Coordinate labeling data
* * * *

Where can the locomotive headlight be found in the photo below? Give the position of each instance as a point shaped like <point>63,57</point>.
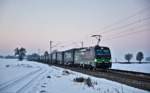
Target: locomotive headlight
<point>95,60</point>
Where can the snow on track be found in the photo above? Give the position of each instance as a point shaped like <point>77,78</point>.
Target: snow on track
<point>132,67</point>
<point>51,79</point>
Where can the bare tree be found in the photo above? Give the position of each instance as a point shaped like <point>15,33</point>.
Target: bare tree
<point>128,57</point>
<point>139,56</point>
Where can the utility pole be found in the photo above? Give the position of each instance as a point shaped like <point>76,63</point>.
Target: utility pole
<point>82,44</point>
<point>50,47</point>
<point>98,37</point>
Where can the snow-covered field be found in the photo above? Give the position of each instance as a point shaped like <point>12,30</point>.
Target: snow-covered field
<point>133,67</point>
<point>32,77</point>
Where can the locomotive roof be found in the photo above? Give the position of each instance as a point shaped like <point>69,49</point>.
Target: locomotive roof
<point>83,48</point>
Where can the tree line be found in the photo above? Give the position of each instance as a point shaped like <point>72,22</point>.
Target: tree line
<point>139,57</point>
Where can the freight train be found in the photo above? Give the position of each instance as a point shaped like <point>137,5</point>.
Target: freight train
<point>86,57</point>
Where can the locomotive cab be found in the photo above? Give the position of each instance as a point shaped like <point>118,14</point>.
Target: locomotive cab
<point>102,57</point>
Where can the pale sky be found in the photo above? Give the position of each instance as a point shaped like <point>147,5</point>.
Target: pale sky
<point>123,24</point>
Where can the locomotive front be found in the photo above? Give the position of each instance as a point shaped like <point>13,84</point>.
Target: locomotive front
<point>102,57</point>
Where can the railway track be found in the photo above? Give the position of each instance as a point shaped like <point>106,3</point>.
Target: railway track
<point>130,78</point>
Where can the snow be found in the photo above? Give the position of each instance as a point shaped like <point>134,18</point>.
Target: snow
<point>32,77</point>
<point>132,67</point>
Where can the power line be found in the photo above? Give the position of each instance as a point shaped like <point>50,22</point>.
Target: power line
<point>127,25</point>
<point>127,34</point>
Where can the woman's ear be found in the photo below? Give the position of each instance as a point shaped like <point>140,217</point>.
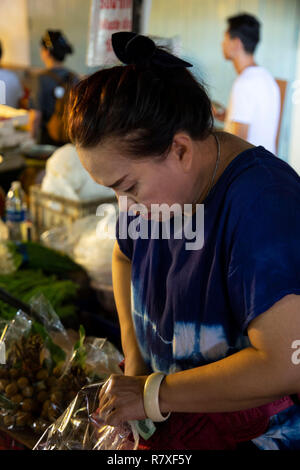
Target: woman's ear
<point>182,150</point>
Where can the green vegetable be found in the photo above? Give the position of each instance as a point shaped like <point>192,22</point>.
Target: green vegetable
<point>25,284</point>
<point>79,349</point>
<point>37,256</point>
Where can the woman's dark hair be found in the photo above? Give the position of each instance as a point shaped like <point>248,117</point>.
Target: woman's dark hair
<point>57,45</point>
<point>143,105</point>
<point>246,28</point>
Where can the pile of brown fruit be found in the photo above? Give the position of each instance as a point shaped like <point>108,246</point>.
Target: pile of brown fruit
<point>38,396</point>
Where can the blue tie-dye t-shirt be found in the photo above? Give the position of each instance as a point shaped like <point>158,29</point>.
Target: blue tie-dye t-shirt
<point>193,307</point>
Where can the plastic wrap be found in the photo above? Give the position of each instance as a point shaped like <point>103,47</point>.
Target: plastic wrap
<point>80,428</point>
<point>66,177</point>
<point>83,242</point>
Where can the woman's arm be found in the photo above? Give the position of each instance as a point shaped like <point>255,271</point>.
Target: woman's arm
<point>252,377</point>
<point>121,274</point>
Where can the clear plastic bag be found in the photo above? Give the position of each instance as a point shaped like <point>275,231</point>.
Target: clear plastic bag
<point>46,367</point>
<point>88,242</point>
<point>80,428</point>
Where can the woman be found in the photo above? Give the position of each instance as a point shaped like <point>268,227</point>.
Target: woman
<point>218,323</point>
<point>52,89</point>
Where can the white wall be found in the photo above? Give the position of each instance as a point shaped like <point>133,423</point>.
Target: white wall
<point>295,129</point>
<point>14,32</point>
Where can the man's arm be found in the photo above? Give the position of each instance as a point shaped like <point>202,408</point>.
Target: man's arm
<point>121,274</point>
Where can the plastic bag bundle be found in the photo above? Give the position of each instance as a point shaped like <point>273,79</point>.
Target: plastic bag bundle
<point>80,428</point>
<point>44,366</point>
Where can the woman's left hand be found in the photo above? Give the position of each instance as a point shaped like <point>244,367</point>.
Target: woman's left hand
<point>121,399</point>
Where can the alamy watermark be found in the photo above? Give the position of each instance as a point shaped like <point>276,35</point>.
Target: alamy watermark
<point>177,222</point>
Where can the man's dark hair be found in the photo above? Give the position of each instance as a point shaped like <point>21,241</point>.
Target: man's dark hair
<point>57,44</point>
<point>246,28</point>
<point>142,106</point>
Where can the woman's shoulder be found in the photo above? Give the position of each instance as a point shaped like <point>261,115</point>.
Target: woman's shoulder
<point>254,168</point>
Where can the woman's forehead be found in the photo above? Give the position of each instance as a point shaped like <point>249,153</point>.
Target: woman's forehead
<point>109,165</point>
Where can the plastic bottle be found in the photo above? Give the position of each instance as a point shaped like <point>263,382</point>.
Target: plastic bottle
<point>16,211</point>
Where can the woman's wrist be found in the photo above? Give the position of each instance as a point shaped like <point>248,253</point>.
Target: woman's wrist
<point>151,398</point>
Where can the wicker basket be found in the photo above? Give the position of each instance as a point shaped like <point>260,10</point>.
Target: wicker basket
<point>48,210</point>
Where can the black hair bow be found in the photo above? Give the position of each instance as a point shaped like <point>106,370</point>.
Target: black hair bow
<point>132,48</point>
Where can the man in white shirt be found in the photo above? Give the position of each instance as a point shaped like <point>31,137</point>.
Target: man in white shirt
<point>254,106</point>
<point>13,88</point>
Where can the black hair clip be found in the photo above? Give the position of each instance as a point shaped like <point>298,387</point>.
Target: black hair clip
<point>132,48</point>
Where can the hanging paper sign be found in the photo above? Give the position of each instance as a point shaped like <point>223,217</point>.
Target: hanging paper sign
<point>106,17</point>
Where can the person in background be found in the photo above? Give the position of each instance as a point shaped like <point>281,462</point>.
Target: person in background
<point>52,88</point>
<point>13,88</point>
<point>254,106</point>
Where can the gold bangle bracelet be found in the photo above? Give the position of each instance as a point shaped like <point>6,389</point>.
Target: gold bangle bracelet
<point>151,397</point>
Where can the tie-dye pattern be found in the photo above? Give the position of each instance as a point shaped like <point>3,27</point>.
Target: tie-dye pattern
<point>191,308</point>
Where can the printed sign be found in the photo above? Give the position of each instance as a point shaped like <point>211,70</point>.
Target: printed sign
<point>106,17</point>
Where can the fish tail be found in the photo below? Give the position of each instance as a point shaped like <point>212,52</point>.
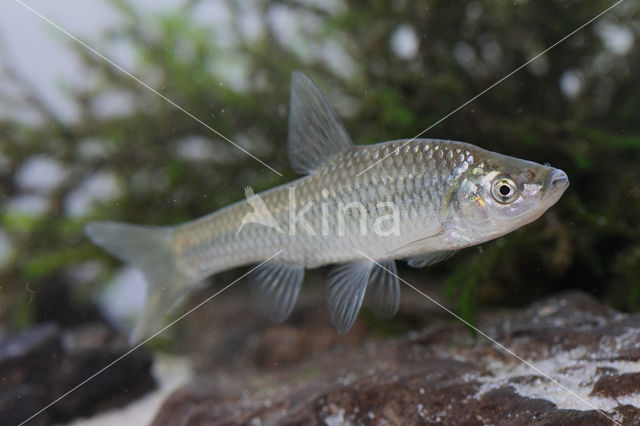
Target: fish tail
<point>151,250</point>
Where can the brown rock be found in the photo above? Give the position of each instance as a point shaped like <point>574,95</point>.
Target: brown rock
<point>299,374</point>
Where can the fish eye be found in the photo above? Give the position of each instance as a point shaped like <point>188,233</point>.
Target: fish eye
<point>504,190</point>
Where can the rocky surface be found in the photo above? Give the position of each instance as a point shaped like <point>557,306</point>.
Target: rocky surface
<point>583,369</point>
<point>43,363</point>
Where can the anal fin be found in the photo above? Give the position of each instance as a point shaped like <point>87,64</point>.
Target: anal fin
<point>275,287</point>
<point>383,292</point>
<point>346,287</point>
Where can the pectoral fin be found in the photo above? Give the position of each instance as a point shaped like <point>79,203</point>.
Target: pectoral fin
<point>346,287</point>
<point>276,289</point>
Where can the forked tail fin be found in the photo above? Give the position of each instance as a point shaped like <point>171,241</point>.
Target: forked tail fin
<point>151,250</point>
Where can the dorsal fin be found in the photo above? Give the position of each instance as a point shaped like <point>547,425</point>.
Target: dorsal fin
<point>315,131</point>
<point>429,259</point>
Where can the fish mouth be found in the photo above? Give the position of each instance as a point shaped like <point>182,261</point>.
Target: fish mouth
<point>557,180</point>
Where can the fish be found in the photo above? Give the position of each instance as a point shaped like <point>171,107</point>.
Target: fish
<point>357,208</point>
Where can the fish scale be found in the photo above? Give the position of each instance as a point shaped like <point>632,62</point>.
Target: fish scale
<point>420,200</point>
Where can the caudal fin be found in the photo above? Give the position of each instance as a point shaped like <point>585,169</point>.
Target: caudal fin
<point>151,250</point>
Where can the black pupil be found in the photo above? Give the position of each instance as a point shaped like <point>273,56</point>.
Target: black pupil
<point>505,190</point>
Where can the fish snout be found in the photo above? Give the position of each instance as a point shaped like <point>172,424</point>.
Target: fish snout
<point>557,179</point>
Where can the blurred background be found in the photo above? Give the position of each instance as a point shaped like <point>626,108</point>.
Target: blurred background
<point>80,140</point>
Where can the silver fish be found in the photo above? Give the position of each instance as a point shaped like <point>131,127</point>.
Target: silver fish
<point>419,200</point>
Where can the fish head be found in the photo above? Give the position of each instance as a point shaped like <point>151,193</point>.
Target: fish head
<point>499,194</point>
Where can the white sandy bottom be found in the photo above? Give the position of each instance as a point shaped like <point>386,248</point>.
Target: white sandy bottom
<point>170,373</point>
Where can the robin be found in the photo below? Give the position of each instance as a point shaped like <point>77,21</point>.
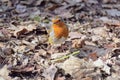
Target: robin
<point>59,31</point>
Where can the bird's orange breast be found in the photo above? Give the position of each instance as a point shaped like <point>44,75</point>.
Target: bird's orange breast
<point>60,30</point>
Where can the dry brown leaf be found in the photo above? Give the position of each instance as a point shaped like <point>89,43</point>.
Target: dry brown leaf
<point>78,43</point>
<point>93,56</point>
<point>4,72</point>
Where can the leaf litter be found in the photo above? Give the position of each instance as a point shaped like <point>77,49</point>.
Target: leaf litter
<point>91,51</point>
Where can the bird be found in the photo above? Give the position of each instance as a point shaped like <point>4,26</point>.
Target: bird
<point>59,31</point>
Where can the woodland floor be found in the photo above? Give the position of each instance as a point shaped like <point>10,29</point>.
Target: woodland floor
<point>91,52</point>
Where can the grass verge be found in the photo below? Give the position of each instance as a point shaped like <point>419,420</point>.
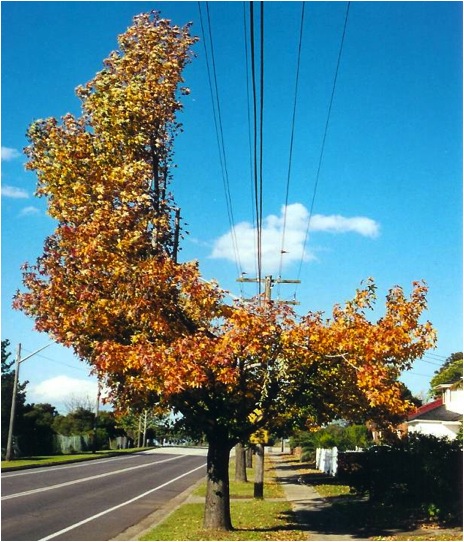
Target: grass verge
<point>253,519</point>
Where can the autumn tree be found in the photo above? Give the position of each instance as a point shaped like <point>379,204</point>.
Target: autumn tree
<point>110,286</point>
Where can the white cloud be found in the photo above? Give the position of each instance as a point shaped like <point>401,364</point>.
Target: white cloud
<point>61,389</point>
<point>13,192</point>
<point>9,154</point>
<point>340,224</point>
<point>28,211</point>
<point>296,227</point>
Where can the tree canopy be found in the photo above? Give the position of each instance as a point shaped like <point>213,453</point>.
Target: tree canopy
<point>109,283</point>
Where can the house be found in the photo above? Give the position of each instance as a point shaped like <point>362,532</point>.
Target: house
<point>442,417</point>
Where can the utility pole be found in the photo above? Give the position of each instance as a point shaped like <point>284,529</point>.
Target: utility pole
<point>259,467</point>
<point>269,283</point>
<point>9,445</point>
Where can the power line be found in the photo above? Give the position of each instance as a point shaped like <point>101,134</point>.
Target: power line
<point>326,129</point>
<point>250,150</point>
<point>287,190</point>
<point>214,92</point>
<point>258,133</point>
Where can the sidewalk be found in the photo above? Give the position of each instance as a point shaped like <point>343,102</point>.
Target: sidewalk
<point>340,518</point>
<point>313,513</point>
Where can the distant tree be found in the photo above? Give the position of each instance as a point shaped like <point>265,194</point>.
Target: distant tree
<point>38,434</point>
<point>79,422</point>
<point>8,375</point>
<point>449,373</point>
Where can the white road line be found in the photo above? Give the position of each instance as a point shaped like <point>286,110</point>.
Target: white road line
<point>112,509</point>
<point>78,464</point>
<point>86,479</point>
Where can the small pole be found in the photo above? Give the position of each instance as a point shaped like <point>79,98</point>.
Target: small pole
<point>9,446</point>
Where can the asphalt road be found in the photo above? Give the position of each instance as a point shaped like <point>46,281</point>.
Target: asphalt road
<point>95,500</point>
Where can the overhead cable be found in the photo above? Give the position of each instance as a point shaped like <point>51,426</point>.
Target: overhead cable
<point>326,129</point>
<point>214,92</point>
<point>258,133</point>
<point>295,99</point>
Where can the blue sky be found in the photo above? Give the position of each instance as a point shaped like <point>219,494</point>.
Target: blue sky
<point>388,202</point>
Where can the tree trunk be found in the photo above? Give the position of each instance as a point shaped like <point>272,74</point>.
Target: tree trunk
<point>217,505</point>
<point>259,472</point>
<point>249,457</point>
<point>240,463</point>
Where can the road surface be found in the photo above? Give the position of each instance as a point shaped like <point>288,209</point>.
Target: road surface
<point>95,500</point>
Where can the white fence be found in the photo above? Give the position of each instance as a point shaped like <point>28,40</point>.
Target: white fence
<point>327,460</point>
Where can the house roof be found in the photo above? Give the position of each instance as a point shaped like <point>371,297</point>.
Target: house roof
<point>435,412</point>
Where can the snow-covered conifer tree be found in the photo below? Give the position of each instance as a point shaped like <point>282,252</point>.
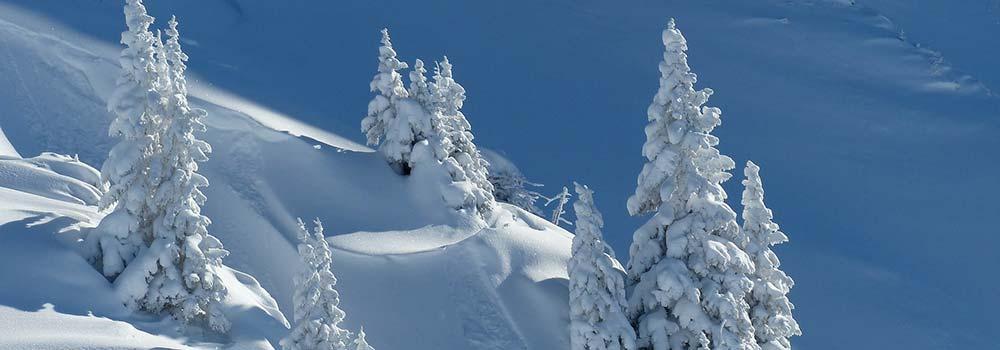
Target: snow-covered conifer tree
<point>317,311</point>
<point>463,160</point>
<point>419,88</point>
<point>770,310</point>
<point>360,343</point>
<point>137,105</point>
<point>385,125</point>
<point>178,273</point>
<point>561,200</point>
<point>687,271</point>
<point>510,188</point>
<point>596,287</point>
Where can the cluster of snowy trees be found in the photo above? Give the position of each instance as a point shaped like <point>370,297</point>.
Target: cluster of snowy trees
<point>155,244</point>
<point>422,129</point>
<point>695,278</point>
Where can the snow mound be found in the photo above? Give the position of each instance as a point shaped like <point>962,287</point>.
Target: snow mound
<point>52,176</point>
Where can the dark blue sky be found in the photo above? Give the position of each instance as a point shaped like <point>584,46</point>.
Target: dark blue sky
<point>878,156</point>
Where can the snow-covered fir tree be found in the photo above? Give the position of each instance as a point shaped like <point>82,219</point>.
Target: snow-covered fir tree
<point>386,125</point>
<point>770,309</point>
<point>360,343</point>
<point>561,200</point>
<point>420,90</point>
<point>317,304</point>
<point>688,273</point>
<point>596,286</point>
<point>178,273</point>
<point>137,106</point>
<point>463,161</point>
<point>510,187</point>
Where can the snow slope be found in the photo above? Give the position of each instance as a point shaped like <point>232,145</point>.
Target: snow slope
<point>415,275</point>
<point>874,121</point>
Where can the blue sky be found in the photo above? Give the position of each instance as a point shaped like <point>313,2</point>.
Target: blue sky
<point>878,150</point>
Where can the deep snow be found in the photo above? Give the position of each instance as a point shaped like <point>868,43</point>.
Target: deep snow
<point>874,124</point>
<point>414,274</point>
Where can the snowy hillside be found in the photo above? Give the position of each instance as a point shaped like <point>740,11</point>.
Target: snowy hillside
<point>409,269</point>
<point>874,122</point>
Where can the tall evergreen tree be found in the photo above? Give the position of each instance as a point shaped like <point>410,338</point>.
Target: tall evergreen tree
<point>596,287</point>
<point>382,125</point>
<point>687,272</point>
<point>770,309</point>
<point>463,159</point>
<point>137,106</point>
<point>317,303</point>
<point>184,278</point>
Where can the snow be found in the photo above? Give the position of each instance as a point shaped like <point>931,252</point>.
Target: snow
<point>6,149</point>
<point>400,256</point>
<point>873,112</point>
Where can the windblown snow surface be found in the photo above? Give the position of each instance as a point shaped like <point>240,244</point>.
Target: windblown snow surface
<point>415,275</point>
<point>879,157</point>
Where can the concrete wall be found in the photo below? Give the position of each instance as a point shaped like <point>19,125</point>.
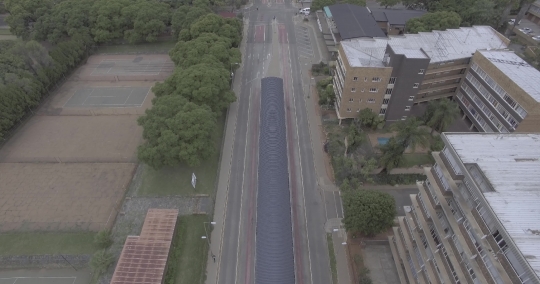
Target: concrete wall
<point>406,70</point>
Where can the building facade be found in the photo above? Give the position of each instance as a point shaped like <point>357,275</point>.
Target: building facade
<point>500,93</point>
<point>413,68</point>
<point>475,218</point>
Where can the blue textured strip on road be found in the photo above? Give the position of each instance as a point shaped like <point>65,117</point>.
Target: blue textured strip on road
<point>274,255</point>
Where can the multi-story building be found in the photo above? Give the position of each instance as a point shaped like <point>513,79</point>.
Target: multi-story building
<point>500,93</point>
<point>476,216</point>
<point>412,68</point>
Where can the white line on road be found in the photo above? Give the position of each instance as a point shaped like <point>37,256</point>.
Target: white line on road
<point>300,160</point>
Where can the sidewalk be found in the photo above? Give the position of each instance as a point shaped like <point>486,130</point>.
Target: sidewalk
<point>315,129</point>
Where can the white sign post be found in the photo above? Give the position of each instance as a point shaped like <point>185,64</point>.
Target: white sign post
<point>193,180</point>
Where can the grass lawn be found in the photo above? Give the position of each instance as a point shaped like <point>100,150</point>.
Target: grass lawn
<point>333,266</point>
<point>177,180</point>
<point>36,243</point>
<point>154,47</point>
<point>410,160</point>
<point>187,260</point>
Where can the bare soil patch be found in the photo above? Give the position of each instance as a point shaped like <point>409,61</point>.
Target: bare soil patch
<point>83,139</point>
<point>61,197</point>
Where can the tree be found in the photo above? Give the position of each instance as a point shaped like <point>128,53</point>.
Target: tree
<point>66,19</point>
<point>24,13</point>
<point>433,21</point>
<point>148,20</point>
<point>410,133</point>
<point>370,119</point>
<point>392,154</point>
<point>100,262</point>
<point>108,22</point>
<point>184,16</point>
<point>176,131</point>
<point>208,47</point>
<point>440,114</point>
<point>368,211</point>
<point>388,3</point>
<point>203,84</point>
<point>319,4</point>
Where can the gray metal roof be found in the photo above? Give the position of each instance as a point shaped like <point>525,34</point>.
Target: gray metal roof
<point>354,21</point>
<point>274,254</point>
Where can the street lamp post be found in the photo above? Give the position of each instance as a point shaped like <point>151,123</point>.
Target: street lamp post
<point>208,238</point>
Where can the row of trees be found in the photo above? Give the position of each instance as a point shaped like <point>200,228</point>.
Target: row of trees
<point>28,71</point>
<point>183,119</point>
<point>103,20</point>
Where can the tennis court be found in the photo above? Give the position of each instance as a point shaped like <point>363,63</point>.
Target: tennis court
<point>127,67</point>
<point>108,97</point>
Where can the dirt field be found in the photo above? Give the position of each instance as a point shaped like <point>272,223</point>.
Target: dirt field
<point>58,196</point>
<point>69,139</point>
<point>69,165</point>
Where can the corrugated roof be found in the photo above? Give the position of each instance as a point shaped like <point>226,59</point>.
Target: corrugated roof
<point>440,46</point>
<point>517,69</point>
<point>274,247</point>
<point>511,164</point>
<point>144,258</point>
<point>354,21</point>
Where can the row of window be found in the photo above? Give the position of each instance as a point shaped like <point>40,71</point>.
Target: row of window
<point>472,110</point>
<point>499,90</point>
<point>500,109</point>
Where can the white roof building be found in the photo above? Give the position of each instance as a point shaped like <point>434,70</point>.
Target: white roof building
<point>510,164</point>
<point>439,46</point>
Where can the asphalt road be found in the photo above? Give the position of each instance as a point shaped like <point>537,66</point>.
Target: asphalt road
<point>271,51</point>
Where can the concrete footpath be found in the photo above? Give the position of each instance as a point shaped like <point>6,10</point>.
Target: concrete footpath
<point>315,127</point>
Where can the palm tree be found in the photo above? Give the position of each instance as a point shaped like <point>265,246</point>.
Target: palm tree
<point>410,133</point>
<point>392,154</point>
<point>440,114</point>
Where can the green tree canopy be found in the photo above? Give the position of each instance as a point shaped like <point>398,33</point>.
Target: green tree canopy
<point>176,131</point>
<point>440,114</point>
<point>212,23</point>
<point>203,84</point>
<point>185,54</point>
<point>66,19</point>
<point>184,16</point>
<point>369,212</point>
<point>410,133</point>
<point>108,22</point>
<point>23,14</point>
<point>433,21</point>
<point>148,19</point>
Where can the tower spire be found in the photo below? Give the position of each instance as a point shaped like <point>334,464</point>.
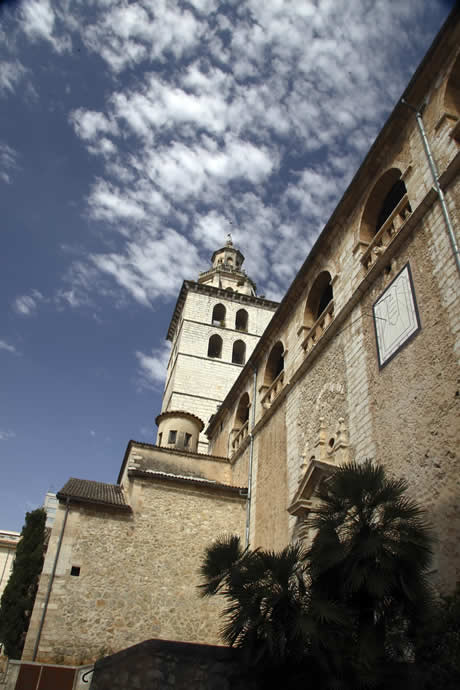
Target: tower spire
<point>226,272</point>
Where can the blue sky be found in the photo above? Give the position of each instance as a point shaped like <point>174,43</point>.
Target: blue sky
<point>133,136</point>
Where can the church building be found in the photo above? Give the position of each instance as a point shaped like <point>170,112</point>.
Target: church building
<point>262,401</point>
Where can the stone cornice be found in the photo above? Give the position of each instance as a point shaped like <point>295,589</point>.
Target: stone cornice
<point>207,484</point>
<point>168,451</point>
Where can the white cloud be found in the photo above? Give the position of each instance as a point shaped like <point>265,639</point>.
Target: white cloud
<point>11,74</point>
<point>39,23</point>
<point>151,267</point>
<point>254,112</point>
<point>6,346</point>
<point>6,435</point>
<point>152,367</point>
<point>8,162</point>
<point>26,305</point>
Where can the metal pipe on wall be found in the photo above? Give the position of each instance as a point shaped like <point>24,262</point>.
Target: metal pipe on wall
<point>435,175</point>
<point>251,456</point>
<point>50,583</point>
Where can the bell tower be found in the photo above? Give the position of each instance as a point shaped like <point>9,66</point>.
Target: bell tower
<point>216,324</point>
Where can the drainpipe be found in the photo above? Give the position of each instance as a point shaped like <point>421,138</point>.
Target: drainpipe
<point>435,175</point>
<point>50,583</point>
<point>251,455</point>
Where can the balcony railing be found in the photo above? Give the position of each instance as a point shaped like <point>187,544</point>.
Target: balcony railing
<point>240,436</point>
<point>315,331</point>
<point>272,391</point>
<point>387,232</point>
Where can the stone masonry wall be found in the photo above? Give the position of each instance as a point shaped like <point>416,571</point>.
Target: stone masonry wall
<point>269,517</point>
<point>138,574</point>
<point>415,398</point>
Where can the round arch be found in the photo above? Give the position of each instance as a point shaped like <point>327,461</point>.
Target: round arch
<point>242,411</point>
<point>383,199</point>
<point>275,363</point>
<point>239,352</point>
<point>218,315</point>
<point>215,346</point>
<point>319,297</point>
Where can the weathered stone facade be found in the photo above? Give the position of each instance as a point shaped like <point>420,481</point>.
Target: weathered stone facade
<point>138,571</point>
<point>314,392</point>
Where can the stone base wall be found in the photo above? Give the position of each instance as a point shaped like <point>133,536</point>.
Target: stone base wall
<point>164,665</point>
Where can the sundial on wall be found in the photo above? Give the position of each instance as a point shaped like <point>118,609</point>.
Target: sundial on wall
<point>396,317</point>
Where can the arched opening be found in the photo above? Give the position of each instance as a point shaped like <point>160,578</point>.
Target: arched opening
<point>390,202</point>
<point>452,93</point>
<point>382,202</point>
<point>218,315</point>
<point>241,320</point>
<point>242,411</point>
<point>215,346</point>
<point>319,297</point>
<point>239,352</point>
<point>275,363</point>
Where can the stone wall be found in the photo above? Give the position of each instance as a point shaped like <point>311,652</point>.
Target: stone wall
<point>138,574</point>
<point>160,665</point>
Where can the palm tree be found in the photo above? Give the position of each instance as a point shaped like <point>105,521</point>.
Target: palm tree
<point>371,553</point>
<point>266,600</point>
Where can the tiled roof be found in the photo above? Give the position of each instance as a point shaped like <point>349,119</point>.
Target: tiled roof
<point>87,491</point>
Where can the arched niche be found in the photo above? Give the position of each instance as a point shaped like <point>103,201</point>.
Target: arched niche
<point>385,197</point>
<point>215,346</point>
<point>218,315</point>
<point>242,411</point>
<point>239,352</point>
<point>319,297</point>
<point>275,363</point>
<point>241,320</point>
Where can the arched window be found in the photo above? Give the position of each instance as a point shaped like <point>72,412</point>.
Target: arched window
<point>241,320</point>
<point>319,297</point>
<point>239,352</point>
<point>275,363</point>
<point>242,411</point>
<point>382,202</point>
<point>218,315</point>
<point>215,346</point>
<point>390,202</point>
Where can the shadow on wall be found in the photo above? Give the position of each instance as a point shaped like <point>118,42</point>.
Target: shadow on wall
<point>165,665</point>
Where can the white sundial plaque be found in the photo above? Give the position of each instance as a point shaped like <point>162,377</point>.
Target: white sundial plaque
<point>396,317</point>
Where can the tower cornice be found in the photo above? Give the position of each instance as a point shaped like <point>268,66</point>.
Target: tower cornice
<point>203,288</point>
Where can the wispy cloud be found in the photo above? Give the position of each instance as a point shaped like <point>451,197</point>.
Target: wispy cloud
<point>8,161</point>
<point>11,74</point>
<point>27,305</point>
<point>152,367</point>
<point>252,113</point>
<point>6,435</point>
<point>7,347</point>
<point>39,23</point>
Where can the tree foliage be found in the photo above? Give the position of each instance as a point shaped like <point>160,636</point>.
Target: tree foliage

* * * *

▸ **What to work on**: Copy the entries above word for word, from the line with "Where can the dry" to the line with "<point>109,283</point>", both included. Leave out the pictures.

▸ **Answer**:
Where can the dry brown leaf be found in the photo above? Give the position of each instance as a point shaped like <point>89,43</point>.
Target: dry brown leaf
<point>78,43</point>
<point>93,56</point>
<point>4,72</point>
Where can the leaf litter be found in the photo above? Give the position of each instance as a point shaped like <point>77,49</point>.
Target: leaf litter
<point>91,51</point>
Where can the bird be found in the photo above? Give the position of each instance as a point shaped like <point>4,26</point>.
Target: bird
<point>59,31</point>
Where can the woodland floor be found in the photo above? Give the position of each instance as a point shaped like <point>10,29</point>.
Target: woodland floor
<point>91,52</point>
Where can the grass verge be found in the photo below? Give the position of each instance as a point shaped like <point>419,420</point>.
Target: grass verge
<point>253,519</point>
Where can the autumn tree be found in the photo above? Give the position of each instance as a point shaped like <point>379,204</point>.
Target: autumn tree
<point>110,286</point>
Where can the white cloud be found in the photo above? Give the position of each instance as a point shaped like <point>401,364</point>.
Target: white cloud
<point>61,389</point>
<point>13,192</point>
<point>9,154</point>
<point>340,224</point>
<point>28,211</point>
<point>296,227</point>
Where can the tree canopy be found in the photo above? Give the position of each instance as a point shaped like <point>213,453</point>.
Target: tree canopy
<point>109,283</point>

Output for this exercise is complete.